EXCERPT PROVIDED:
2011-03-23 Thread Brandon McCaig
You still seem a bit confused so lets try to start over straight
to the point:

On Fri, Mar 18, 2011 at 4:31 PM, shawn wilson  wrote:
> i ran across a peace of interesting code:
>
> my $writer = shift->(
>  [ 200, [ "Content-type" => "text/plain" ], $s ]
> );

To understand just this piece of code, ignore where it came from
and lets fill in the blanks with something simpler.

bamccaig@castopulence:~$ cat | perl
#!/usr/bin/env perl

use strict;
use warnings;

use Data::Dumper;

sub foo
{
my ($array_ref) = @_;
my ($status, $headers, $blah) = @{$array_ref};

return {
status => $status,
headers => $headers,
blah => $blah
};
}

sub bar
{
# The original code was this (wrapped for readability):
#   my writer = shift->(
#   [200, ['Content-Type' => 'text/plain'], $s]);
#
# Lets create an arbitrary $s (understanding this snippet
# doesn't require knowing what $s actually is).
my $s = 5;

# As seen in previous posts, shift->(...) is shifting @_
# and dereferencing the first argument as a subroutine.
# Let's explicitly shift into a variable for clarity.
my $foo = shift @_;

# The dereferenced subroutine was passed an array reference,
# the array of which contained a number, another array
# reference, and whatever $s is. For clarity, lets assign
# that array reference to a variable too.
my $arg = [200, ['Content-Type', 'text/plain'], $s];

# Now we finally get to see what's happening with all of
# the clutter removed. A subroutine reference, $foo, is
# being called with the argument, $arg.

DATA SHOWN:
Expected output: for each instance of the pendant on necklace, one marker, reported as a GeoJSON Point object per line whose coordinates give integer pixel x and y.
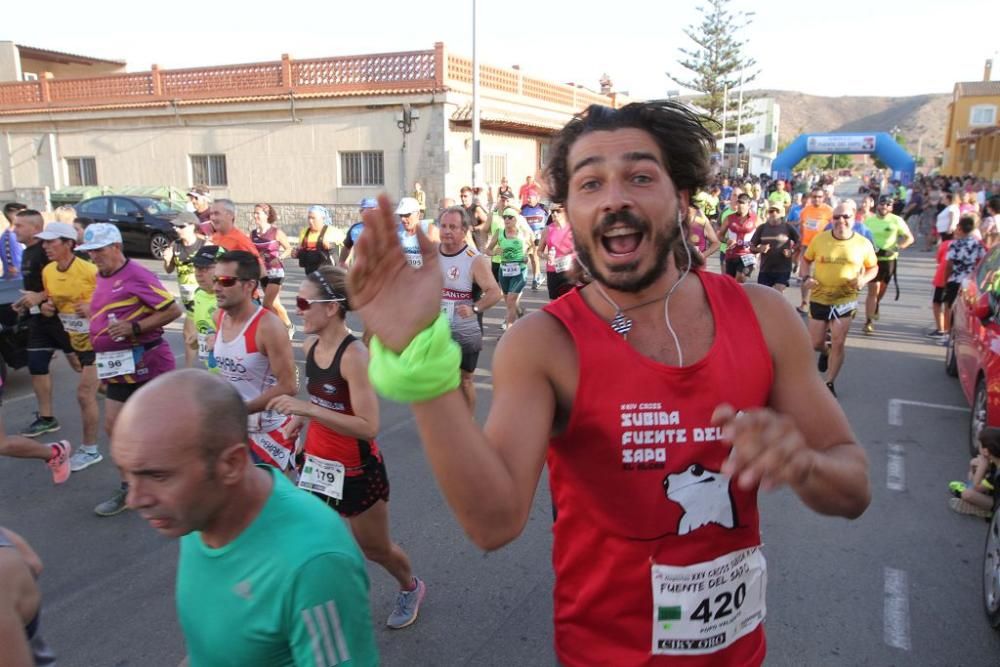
{"type": "Point", "coordinates": [621, 324]}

EXERCISE INSTRUCTIONS:
1 - Answer the following about the post on the Perl snippet.
(a) On what day and at what time did shawn wilson write the quoted message?
(b) What value does the subroutine bar assign to $s?
(c) Besides strict and warnings, which module does the script load with use?
2 - Carry on writing the post on the Perl snippet, starting right after its last line.
The data come from a different source than the post on the Perl snippet.

EXPECTED OUTPUTS:
1 -
(a) Friday, March 18, 2011, at 4:31 PM
(b) 5
(c) Data::Dumper

2 -
my $writer = $foo->($arg);

# $sub_ref->() can also be written as &{$sub_ref}(), so this
# is the same as the previous statement (albeit, less
# readable):
my $writer2 = &{$foo}($arg);

# Finally, print what the result is so you can see for
# yourself. It isn't the original array reference passed to
# the dereferenced subroutine, but whatever that subroutine
# decided to return. In my case, I transformed the array
# reference into a hash reference.
print Dumper $writer2;
}

sub bar2
{
# Now that we understand how the code works, let's see it in
# action as it was originally written. Again, we'll replace
# $s with a random scalar since we still don't care what it
# actually is.
my $s = 5;

my $writer = shift->(
[200, ['Content-Type' => 'text/plain'], $s]);

print Dumper $writer;
}

print "bar:\n\n";

# We've seen that bar expects a subroutine reference as the first
# argument, so that's what we're going to give it.
bar \&foo;

print "\nbar2:\n\n";

# Again, we pass in a reference too our subroutine, foo.
bar2 \&foo;

__END__
bar:

$VAR1 = {
  'blah' => 5,
  'headers' => [
 'Content-Type',
 'text/plain'
   ],
  'status' => 200
};

bar2:

$VAR1 = {
  'blah' => 5,
  'headers' => [
 'Content-Type',
 'text/plain'
   ],
  'status' => 200
};
bamccaig@castopulence:~$


HTH.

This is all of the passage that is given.